**Problem statement**
Give back every record below word for word, with the pictures omitted.

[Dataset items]
◇ ◇ ◇ ◇ ◇ ◇ ◇

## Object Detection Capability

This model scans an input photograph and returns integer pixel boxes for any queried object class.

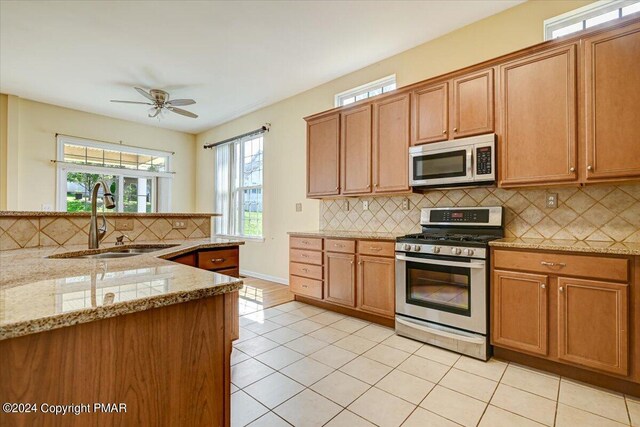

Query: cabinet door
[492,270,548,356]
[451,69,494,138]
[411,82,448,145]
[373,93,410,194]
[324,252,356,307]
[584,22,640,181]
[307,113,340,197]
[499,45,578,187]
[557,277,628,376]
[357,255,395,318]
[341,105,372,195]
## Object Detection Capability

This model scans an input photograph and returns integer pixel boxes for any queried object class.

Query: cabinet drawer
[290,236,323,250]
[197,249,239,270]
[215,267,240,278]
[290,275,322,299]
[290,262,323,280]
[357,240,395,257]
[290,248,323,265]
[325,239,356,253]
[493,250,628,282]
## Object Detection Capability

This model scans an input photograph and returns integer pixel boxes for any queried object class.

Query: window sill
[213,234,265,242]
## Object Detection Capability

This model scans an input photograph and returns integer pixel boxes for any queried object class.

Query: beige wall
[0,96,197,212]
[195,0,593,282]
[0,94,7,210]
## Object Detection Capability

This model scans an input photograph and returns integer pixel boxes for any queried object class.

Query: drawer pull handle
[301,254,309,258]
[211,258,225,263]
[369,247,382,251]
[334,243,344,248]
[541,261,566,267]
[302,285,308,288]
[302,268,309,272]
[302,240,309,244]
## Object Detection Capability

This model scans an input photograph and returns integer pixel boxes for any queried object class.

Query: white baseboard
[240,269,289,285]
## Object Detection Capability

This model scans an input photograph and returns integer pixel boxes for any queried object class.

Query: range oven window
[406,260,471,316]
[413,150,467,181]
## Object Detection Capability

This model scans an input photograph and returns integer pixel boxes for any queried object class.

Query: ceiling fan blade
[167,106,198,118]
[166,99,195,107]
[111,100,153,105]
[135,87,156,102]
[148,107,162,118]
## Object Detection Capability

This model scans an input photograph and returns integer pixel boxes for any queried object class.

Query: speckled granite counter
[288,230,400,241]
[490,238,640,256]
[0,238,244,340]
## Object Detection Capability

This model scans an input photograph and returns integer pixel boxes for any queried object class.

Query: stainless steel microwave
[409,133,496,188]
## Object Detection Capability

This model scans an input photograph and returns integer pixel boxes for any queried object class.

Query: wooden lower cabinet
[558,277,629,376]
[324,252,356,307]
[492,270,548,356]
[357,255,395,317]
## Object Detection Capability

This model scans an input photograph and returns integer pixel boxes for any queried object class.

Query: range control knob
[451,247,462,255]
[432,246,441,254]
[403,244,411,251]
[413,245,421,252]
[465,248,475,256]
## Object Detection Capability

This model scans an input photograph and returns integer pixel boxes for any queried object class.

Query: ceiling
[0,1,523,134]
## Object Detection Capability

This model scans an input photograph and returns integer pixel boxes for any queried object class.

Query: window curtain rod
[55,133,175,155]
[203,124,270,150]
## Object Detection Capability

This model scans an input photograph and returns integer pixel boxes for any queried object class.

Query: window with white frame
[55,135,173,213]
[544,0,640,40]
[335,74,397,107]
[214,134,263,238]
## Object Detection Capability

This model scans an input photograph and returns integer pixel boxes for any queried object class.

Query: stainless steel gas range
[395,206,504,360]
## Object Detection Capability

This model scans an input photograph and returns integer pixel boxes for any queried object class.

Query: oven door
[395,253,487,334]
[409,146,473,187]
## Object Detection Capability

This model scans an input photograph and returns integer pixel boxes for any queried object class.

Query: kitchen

◇ ◇ ◇ ◇ ◇ ◇ ◇

**Final answer**
## Object Detection Capability

This model scans an input photograph and returns integer pixel boxes for any queried object class.


Query: cabinet door
[492,270,548,356]
[451,69,494,138]
[411,82,448,145]
[373,93,410,194]
[324,252,356,307]
[584,22,640,181]
[307,113,340,197]
[499,45,578,187]
[557,277,628,376]
[357,255,395,318]
[341,105,372,195]
## Object Detection Capability

This model scans an input photograph and returns integer pixel boxes for any queried object class.

Query: cabinet drawer
[290,236,323,250]
[197,249,239,270]
[215,267,240,278]
[290,275,322,299]
[290,262,323,280]
[357,240,395,257]
[290,248,323,265]
[325,239,356,253]
[493,250,628,282]
## Object Detection Capability

This model scans an input photograph and returns integer pixel boxes for any queried object class.

Query: window sill
[213,234,265,242]
## Object Detection Capability

This model scans an input photograph and returns integer pixel boxes for any queried object class.

Query: beige wall
[0,96,197,212]
[195,0,593,282]
[0,94,7,210]
## Object Detection Capability

This model scans an input photograph and returns integer pixel boxes for any queried object class.

Query: drawer pull handle
[301,254,309,258]
[211,258,225,263]
[369,247,382,251]
[334,243,344,248]
[541,261,566,267]
[302,285,308,288]
[302,268,309,272]
[302,240,309,244]
## Object Detection Capability

This model scans an input photograph and returns integer pixel boxes for any queried object class.

Query: white baseboard
[240,269,289,285]
## Object Detection Capability

This model scans an input photograph and returns integer pixel boxes for any queried object class.

Query: range oven window
[406,260,471,316]
[413,150,467,181]
## Object Detection Capability

This model scans an input photograph and returns integer pixel boxes for any queried object class.

Query: ceiling fan blade
[167,106,198,118]
[166,99,195,107]
[111,100,153,105]
[135,87,156,102]
[148,107,162,118]
## Object Detection Capability

This model scans an input photograph and returns integer pixel boxes for any queried object class.

Query: speckled granite counter
[288,230,400,241]
[490,238,640,256]
[0,238,244,340]
## Object Detection Capability

This model scans an input photograph and returns integer pixel boxes for any queried object class.

Query: stainless steel microwave
[409,133,496,188]
## Object Detection Capability

This model scans an input photograph and returns integer pixel boxes for any queried object class.

Query: wooden lower cabinet
[558,277,629,376]
[324,252,356,307]
[492,270,548,356]
[357,255,395,317]
## Object Detection Capability

This model scans an input photograph and returns integer pixel boxes for any queried object class.

Query: range control knob
[451,247,462,255]
[432,246,441,254]
[403,244,411,251]
[413,245,421,252]
[465,248,475,256]
## Object Detection Capability

This model scans an input photograph and returns integer pixel boxes for any queried object class.

Query: ceiling
[0,1,523,134]
## Object Detection Capability

This model scans an input photograph and returns integer pixel boxes for any queried object class.

Query: window curtain rod
[55,133,175,155]
[203,124,270,150]
## Object Detection Capability

This model scans an input photograph and returns integer pixel boxes for any queried object class.

Query: window with white frame
[55,135,173,213]
[544,0,640,40]
[335,74,397,107]
[214,134,263,238]
## Object Detection Capability

This model scans an input photograph and returns integer pixel boxes for any queried object class.

Query: stainless steel gas range
[395,206,504,360]
## Object Detection Capability

This model scans an input photograph and returns integer pixel boxes for any queried object class.

Query: oven door
[395,253,487,334]
[409,146,473,187]
## Object Detection Capability

This model scans an input photograph and returns integer pixel boxes for any queried object class.

Query: kitchen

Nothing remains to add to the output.